Hello. I have been thinking alot over keyboard handling. How does it work? I cant seem to google me to a good explaining. I know that a keyboard interrupt is made every time a key is pressed. The processor halts whatever it is processing and load the keyboard data from the keyboard buffer, storing it in a system level buffer. But what happens next? let take a practical example. What happens when I run the following piece of code

...
std::string s;
std::cin >> s;
....

does the cin read from a user level representation of the system level keyboard buffer? That makes perfect sense in my head because then 2 or more processes can read from the same buffer, and by that way I dont loose any key presses. But does it work this way? I know Im talking in very general terms. The OS Im using is OS X. Hope that someone can give an answer to this general question about a specific subject.

+9  A: 

Except in rare situations, your keyboard and display are managed by a Window Manager: X11, Gnome, KDE, Carbon, Cocoa or Windows.

It works like this.

The keyboard driver is part of the OS.

The window manager is a privileged process, which acquires the device during startup. The window manager "owns" the device. Exclusively.

* **Objective**
Carry on the text about keyboard handling from its last sentence, following the answer's explanation of what happens after the window manager owns the keyboard. The entries after this text have nothing to do with the task on it.

* **Dataset content**
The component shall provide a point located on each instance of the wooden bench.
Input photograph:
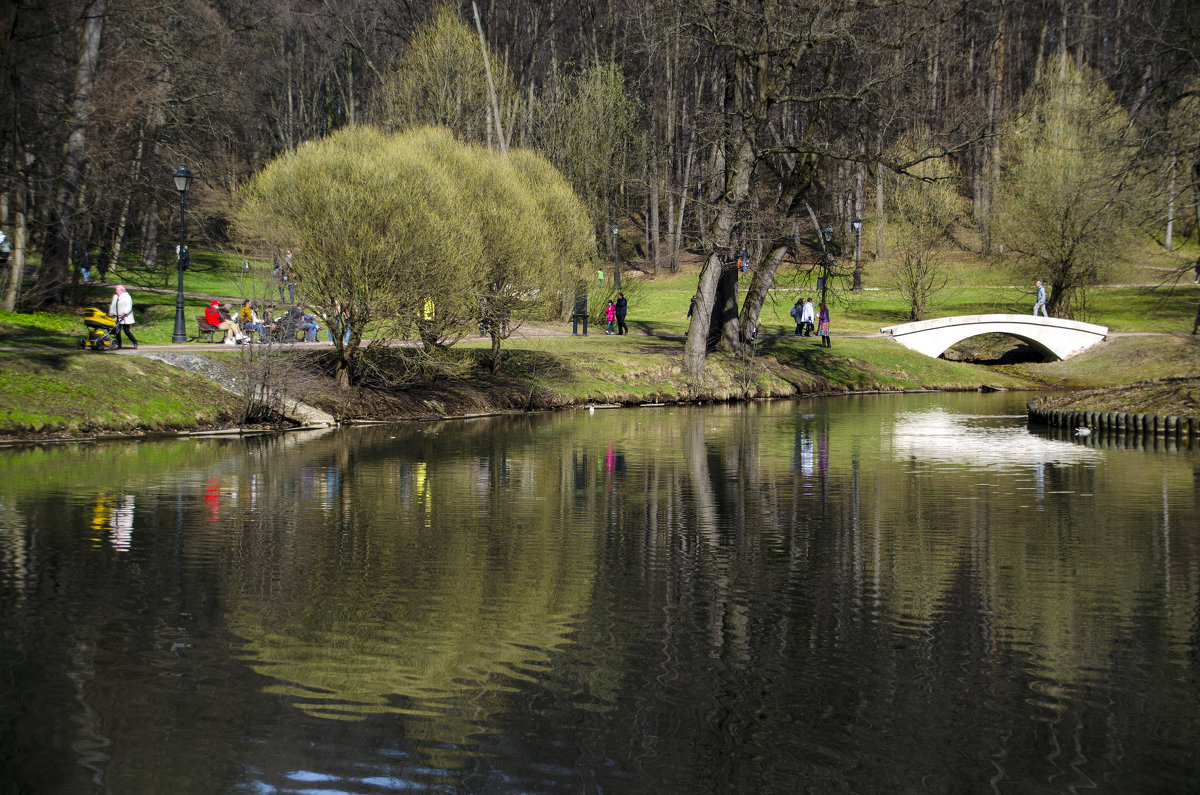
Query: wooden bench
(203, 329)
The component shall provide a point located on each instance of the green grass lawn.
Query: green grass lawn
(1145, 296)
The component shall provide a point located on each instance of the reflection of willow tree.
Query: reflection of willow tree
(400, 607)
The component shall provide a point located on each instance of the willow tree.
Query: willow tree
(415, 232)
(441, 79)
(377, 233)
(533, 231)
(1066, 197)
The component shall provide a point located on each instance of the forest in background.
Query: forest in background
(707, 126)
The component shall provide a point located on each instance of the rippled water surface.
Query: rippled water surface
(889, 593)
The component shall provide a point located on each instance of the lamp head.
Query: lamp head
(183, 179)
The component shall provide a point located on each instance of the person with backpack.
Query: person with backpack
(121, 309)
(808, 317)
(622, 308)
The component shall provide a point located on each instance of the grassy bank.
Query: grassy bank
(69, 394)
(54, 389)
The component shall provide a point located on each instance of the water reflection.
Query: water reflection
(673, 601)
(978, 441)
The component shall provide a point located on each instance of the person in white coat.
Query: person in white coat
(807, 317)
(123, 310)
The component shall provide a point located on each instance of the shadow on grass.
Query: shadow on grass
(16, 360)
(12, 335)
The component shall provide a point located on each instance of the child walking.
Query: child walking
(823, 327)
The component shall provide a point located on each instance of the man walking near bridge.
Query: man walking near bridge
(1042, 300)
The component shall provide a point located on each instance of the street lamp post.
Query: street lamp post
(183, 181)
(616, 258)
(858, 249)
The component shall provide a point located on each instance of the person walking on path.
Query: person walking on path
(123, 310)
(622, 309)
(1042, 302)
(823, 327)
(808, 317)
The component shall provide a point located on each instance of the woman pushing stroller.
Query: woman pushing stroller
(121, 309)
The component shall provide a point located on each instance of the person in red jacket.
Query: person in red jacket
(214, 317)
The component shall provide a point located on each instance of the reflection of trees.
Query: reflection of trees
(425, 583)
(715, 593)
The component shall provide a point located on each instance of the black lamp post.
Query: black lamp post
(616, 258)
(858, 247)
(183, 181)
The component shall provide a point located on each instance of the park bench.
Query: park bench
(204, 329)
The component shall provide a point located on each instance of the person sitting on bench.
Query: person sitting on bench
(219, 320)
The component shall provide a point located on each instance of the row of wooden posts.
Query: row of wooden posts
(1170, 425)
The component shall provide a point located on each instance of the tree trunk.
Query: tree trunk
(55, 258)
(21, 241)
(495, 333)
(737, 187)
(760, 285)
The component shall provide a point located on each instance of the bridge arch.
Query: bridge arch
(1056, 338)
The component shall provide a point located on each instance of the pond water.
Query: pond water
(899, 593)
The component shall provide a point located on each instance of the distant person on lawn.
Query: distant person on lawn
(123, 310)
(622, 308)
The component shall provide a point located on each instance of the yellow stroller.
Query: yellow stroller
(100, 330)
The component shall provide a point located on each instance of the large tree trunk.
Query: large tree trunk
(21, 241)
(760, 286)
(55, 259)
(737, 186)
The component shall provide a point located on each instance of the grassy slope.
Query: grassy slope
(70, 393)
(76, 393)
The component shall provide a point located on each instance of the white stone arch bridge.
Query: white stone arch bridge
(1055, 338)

==

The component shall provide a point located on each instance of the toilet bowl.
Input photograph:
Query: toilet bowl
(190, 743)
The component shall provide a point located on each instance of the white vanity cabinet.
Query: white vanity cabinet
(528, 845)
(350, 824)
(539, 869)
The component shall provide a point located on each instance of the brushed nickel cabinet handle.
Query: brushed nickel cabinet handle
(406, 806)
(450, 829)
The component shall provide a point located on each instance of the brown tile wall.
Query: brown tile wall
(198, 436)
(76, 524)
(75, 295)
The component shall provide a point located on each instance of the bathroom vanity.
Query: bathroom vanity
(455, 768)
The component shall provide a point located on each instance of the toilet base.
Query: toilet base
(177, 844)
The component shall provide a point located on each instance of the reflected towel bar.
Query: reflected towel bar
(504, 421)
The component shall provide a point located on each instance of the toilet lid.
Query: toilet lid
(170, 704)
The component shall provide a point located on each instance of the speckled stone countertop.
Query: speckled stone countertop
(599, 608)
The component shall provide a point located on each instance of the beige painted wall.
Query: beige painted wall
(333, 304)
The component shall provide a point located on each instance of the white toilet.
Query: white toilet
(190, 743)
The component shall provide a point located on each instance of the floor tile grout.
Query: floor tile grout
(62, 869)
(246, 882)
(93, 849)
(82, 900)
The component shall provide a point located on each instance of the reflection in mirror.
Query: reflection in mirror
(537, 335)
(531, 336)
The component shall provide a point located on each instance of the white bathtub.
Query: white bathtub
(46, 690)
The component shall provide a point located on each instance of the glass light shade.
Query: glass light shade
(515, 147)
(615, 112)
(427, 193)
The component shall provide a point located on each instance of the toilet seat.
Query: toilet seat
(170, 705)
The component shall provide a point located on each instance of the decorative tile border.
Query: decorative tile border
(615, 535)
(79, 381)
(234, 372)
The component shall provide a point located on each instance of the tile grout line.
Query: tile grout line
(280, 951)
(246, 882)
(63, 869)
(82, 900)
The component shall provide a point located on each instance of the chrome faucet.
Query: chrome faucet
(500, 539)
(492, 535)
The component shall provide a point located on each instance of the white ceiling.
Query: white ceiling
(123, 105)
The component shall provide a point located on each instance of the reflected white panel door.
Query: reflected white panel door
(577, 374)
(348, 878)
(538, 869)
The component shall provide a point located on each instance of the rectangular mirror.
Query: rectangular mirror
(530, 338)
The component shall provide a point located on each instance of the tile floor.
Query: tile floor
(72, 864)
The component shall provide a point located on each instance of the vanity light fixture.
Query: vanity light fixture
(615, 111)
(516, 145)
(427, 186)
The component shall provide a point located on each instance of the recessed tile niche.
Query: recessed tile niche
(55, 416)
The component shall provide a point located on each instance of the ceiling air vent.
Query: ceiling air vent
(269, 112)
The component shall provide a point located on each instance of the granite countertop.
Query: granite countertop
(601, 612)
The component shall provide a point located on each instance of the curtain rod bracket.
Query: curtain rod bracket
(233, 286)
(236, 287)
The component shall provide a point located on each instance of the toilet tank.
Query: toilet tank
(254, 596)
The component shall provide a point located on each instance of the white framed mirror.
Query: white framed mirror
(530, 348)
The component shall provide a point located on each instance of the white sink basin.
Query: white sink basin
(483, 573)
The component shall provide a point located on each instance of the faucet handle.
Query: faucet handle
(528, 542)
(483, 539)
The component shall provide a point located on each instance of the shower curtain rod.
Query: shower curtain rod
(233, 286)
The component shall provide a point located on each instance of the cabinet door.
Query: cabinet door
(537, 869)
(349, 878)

* **Answer to this task**
  1. The interrupts go to OS.

  2. The OS responds the interrupt by queueing. Eventually -- when there's nothing of a higher priority to do -- it captures the keyboard input from the interrupt and buffers it.

  3. The owning process (the window manager) is reading this buffer. From this, it creates keyboard events.

Your application works through the window manager.

Example 1 -- You're running a command-line application. In a terminal window. When terminal window is front-most, the window manager directs events at the terminal window. Keyboard events become the stdin stream.

Example 2 -- you're running GUI application. In your own application's window. When your application's window is front-most, the window manager direct events at your application window. Keyboard events are available for your various GUI controls to process. Some keyboard events may cycle among the controls or active buttons.

S.Lott
So the WM owns the keyboard. The OS handles the interrupts and copy the buffer from kernel level to the userlevel where the WM handles the buffer. The WM handles the events to the different applications making sure that the things I write on my keyboard is shown in the text app?
mslot
Well, more correctly, the window server (X11, Cocoa, or Win32) passes messages to the focused window that carry the keystroke information. The input buffer is implemented in part by the input driver and simply read by the window server. All the app sees is window messages.
greyfade
Ah okay. I was just wondering how different processses read from the keyboard buffer, but I can see now that the window server does it. Does one of you have some links to papers describing this mechanism?
mslot
Read the source for X11, KDE or Gnome. Seriously.
S.Lott
Okay. Thanks for helping.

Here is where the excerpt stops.